AIM:
Copy out, word for word, the lines of the data entries starting at the line that contains "I would appreciate it if you could identify the swan's" and continuing to the end of the entries.

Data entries
--- --- ---

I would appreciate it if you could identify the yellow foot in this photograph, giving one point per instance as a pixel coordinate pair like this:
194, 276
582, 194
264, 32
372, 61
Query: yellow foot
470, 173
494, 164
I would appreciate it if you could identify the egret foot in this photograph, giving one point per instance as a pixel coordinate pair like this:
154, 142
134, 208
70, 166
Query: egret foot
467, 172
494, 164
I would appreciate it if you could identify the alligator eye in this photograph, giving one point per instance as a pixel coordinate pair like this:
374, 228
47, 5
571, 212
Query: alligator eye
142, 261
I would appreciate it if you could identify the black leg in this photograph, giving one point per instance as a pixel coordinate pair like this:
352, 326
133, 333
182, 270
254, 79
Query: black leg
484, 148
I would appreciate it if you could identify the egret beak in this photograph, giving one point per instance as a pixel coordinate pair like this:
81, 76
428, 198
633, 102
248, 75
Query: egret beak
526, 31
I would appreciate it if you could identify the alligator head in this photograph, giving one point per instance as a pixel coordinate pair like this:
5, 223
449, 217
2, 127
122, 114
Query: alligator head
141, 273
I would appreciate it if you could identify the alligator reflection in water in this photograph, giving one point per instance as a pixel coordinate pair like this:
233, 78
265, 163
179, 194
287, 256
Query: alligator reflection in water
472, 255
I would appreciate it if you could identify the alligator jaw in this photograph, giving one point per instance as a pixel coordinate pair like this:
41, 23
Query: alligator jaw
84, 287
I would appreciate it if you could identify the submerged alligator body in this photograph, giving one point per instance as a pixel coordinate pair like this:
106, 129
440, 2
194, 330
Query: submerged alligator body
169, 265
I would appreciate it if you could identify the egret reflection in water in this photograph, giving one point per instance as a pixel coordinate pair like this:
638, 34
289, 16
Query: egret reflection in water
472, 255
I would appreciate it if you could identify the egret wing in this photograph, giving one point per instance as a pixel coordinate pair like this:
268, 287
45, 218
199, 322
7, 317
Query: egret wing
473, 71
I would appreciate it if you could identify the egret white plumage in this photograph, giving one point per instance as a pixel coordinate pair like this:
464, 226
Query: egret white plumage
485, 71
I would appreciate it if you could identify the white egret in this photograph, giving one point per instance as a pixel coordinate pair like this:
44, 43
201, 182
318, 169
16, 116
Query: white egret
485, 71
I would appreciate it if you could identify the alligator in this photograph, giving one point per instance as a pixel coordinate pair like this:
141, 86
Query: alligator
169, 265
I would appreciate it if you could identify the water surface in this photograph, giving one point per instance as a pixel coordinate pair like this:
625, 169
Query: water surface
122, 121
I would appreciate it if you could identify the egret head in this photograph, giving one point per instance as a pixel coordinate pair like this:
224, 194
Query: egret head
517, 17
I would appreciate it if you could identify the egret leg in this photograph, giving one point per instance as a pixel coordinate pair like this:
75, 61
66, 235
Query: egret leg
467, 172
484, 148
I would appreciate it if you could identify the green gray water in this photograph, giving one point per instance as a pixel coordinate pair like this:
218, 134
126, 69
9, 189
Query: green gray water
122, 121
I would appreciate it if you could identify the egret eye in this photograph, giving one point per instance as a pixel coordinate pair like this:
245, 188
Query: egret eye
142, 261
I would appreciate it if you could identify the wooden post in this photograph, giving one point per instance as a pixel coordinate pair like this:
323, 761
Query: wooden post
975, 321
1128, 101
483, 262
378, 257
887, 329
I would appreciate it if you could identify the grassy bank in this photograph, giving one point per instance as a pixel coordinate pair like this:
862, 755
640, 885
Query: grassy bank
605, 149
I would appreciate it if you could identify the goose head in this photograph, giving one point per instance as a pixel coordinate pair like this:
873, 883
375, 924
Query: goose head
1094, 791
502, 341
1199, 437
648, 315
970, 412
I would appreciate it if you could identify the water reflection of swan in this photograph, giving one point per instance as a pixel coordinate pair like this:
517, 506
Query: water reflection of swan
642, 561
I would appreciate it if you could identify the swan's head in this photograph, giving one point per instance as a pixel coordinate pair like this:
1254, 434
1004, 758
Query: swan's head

--- --- ---

RESPONSE TO THE EXERCISE:
I would appreciate it if you could identify the swan's head in this photograph, giving one point per instance as a pixel coordinate pair like this:
1254, 434
1004, 758
Query: swan's head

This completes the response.